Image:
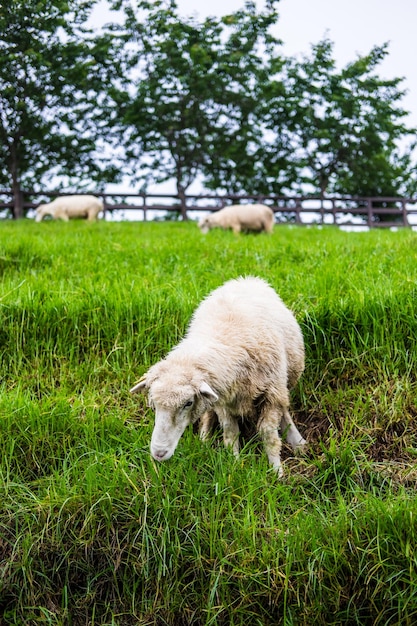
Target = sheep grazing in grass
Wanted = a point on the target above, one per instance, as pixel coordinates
(242, 353)
(66, 207)
(240, 217)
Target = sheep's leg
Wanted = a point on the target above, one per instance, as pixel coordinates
(207, 422)
(291, 433)
(268, 425)
(230, 428)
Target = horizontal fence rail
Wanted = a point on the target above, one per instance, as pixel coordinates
(304, 210)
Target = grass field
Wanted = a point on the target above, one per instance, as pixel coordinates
(93, 531)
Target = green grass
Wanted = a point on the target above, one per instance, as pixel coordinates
(93, 531)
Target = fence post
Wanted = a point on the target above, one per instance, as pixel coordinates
(370, 212)
(405, 216)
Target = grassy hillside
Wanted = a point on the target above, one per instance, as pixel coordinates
(93, 531)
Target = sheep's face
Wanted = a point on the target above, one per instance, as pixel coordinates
(174, 411)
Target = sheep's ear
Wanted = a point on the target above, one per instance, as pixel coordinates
(208, 392)
(140, 386)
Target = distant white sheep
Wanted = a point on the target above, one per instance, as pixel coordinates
(66, 207)
(240, 217)
(241, 355)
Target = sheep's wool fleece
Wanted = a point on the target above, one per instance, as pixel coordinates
(242, 340)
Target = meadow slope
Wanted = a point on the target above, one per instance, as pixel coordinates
(93, 531)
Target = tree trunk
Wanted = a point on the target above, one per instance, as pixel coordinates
(183, 202)
(17, 211)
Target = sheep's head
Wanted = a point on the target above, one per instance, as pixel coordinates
(204, 224)
(176, 405)
(40, 212)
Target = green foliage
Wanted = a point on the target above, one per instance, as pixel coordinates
(52, 74)
(154, 97)
(343, 126)
(92, 530)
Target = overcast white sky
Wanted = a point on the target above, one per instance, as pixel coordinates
(355, 26)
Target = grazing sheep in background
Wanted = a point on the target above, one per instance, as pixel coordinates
(242, 353)
(66, 207)
(238, 217)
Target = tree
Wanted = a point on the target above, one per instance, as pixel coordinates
(191, 110)
(343, 127)
(52, 71)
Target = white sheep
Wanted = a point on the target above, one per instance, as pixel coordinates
(66, 207)
(240, 217)
(242, 352)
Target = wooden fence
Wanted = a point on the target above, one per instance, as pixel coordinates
(355, 212)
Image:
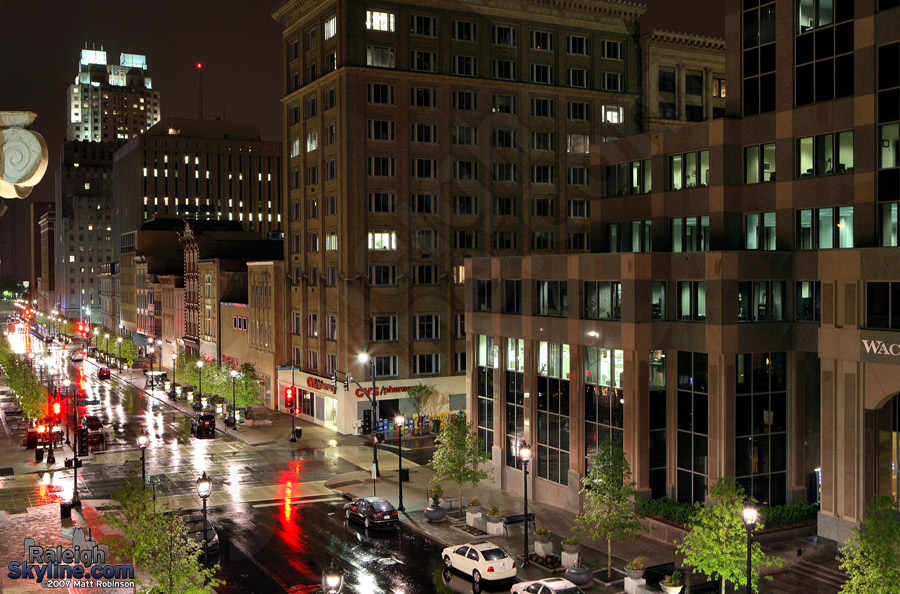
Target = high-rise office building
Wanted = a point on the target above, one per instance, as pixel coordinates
(209, 170)
(107, 104)
(738, 318)
(417, 137)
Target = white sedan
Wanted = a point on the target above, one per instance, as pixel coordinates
(547, 586)
(482, 560)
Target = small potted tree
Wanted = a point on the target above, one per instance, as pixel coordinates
(434, 512)
(673, 583)
(473, 511)
(635, 569)
(571, 545)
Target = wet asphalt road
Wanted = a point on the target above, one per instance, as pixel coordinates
(286, 548)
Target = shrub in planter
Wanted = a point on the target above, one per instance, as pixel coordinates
(571, 545)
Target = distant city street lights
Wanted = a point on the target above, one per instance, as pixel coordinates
(398, 425)
(143, 439)
(204, 487)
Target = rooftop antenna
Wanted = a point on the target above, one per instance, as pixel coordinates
(200, 101)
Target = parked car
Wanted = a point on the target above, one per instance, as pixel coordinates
(546, 586)
(193, 521)
(482, 560)
(94, 427)
(203, 425)
(372, 511)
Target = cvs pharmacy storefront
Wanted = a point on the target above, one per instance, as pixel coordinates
(342, 409)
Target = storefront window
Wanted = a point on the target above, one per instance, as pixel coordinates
(693, 427)
(552, 461)
(761, 425)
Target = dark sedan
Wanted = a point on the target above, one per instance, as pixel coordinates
(203, 425)
(193, 522)
(372, 511)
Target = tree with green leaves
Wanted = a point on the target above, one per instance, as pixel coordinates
(871, 558)
(459, 454)
(717, 542)
(610, 512)
(422, 397)
(157, 543)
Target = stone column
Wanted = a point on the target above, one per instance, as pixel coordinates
(707, 93)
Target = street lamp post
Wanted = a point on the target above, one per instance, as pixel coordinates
(204, 487)
(151, 350)
(234, 375)
(525, 456)
(291, 394)
(332, 580)
(200, 375)
(398, 424)
(143, 438)
(363, 357)
(750, 516)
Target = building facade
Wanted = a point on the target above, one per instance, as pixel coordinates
(683, 79)
(417, 136)
(208, 170)
(738, 322)
(111, 102)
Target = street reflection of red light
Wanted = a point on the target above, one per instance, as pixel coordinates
(288, 529)
(287, 502)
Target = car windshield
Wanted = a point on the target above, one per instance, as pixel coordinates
(194, 526)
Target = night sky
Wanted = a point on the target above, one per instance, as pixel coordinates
(236, 40)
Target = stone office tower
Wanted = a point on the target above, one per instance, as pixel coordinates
(418, 136)
(106, 105)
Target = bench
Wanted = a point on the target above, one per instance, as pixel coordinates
(517, 519)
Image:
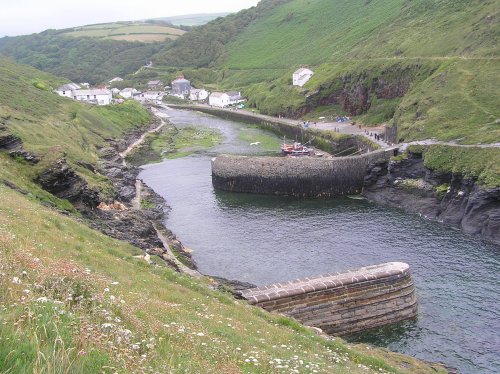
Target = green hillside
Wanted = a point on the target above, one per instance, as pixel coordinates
(426, 68)
(192, 19)
(75, 301)
(87, 59)
(146, 32)
(55, 127)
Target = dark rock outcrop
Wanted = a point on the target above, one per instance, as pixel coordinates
(14, 146)
(62, 181)
(445, 197)
(26, 156)
(9, 142)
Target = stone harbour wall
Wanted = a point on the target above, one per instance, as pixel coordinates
(289, 176)
(343, 303)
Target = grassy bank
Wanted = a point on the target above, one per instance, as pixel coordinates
(54, 127)
(480, 164)
(75, 300)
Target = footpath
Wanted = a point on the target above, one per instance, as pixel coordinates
(340, 127)
(369, 132)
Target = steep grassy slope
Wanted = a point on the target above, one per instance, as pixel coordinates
(204, 45)
(55, 127)
(192, 19)
(73, 300)
(314, 32)
(78, 59)
(128, 31)
(430, 68)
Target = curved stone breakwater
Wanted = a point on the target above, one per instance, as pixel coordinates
(343, 303)
(299, 177)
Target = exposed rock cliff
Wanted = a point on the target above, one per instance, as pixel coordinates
(445, 197)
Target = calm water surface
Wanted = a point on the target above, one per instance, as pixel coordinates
(263, 239)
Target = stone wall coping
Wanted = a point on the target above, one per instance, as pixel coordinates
(323, 282)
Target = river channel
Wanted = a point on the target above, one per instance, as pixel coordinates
(266, 239)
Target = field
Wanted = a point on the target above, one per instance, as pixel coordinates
(73, 300)
(128, 31)
(192, 19)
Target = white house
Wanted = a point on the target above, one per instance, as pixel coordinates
(301, 76)
(115, 79)
(67, 90)
(128, 92)
(235, 97)
(95, 96)
(155, 85)
(180, 86)
(198, 94)
(220, 99)
(149, 96)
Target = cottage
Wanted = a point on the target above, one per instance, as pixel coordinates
(93, 96)
(235, 97)
(127, 93)
(67, 89)
(155, 97)
(181, 86)
(302, 76)
(220, 99)
(155, 85)
(198, 94)
(115, 79)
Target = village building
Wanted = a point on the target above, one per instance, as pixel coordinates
(155, 85)
(115, 79)
(224, 99)
(128, 92)
(67, 90)
(235, 97)
(180, 87)
(155, 97)
(198, 94)
(220, 99)
(93, 96)
(302, 76)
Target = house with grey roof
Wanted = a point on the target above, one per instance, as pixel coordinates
(302, 76)
(155, 85)
(66, 90)
(93, 96)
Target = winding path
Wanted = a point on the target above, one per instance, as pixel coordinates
(143, 136)
(340, 127)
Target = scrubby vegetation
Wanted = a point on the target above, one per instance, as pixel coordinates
(54, 127)
(74, 300)
(476, 163)
(78, 59)
(174, 143)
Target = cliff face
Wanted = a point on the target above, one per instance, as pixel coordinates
(355, 92)
(444, 197)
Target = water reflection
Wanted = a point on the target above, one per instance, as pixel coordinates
(265, 239)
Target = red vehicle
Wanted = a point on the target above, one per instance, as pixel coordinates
(295, 149)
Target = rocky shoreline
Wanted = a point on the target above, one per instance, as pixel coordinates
(447, 198)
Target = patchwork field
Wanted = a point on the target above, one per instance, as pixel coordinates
(128, 31)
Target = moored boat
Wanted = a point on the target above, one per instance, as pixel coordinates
(295, 149)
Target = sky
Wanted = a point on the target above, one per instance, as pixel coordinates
(19, 17)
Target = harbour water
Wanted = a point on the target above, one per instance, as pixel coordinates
(266, 239)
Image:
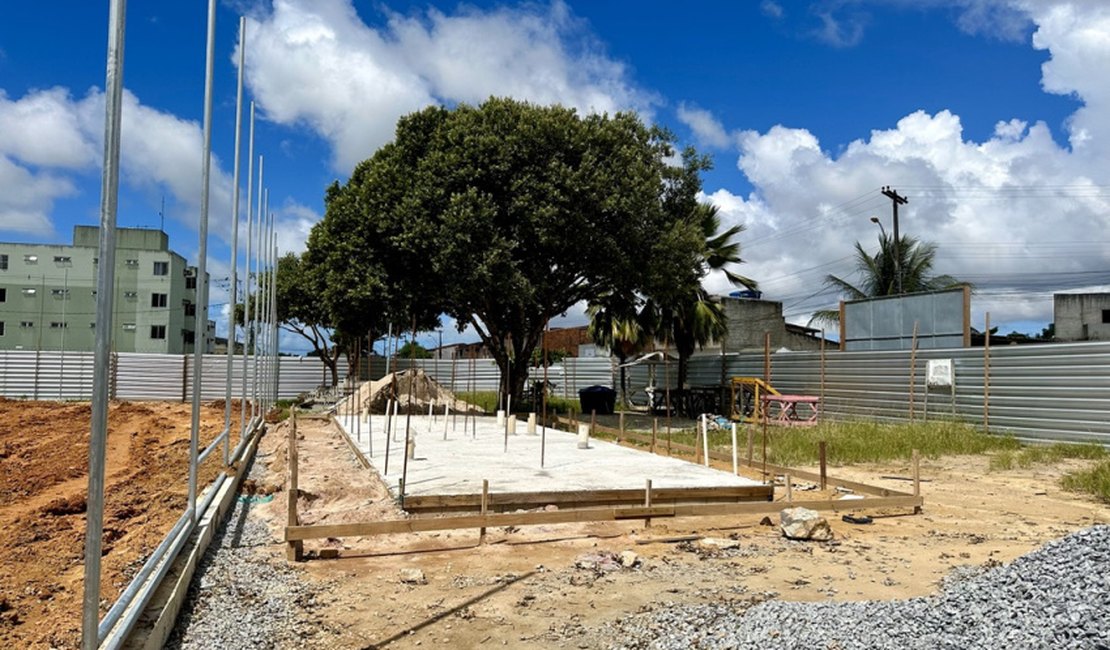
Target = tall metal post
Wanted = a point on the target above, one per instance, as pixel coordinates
(246, 271)
(200, 332)
(106, 280)
(258, 284)
(273, 312)
(234, 242)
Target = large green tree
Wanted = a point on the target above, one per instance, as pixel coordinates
(505, 214)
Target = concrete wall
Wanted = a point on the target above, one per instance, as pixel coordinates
(1081, 316)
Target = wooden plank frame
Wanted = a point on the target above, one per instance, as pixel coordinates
(881, 498)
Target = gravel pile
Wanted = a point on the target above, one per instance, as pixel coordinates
(241, 599)
(1055, 597)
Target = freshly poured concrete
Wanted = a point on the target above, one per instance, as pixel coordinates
(457, 465)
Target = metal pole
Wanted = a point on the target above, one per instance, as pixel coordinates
(200, 333)
(273, 325)
(234, 243)
(258, 285)
(106, 278)
(246, 272)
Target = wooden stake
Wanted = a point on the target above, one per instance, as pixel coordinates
(912, 372)
(917, 479)
(485, 505)
(821, 459)
(294, 552)
(736, 469)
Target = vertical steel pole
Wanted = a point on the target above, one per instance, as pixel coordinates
(246, 271)
(258, 285)
(234, 242)
(200, 332)
(106, 278)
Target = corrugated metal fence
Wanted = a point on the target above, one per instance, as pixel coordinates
(1059, 392)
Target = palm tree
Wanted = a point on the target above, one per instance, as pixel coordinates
(693, 318)
(618, 326)
(879, 273)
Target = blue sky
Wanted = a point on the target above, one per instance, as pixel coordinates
(991, 115)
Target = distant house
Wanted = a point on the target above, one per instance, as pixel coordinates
(750, 320)
(1081, 316)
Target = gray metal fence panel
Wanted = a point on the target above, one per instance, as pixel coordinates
(1058, 392)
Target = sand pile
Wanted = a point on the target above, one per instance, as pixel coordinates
(397, 386)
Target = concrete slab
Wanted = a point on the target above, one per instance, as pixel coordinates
(453, 459)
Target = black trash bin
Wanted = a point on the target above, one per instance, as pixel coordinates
(599, 398)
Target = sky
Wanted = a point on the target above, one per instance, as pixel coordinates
(992, 117)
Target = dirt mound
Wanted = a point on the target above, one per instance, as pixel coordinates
(413, 389)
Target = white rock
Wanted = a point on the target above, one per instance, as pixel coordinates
(804, 524)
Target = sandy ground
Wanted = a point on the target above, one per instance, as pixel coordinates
(543, 587)
(43, 481)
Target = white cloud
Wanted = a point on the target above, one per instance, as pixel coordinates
········
Problem details: Repeat exactly the lines from the line containing "Target = palm tree" through the end of the listing above; both boundary lines are part of the output.

Solution to the problem:
Target = palm tree
Wanted = a point on the target above, one per instance, as pixel coordinates
(693, 318)
(618, 326)
(879, 273)
Target = blue sky
Wanted = a point on the target above, one per instance, as pixel coordinates
(991, 115)
Target = distant house
Wanted = a point on the target above, one per instance, as pixel coordinates
(750, 320)
(1081, 316)
Target = gray metal fence panel
Wanted = a point on the target above, one per instance, as pixel coordinates
(1058, 392)
Target = sand pile
Wanted = a point on the target above, one per instance, as pixel coordinates
(397, 386)
Target = concrete slab
Wanted = a point on the target above, one per instance, as pixel coordinates
(453, 459)
Target = black trash bin
Wanted = a point on the target above, one per instance, as pixel coordinates
(599, 398)
Target = sky
Wanted = a point on the target above, one per instance, as pixel coordinates
(992, 117)
Target = dirt mound
Wanted = a point on the target above, one per instance, as pixel coordinates
(413, 389)
Target = white rock
Wanted = a point on the target above, one per instance, as pixel coordinates
(804, 524)
Target = sandy ground
Wanted = a point on the target above, one per instance, as pixel coordinates
(543, 587)
(43, 481)
Target = white cloud
Wanted = a point on the target above, one per instance, as pixel coordinates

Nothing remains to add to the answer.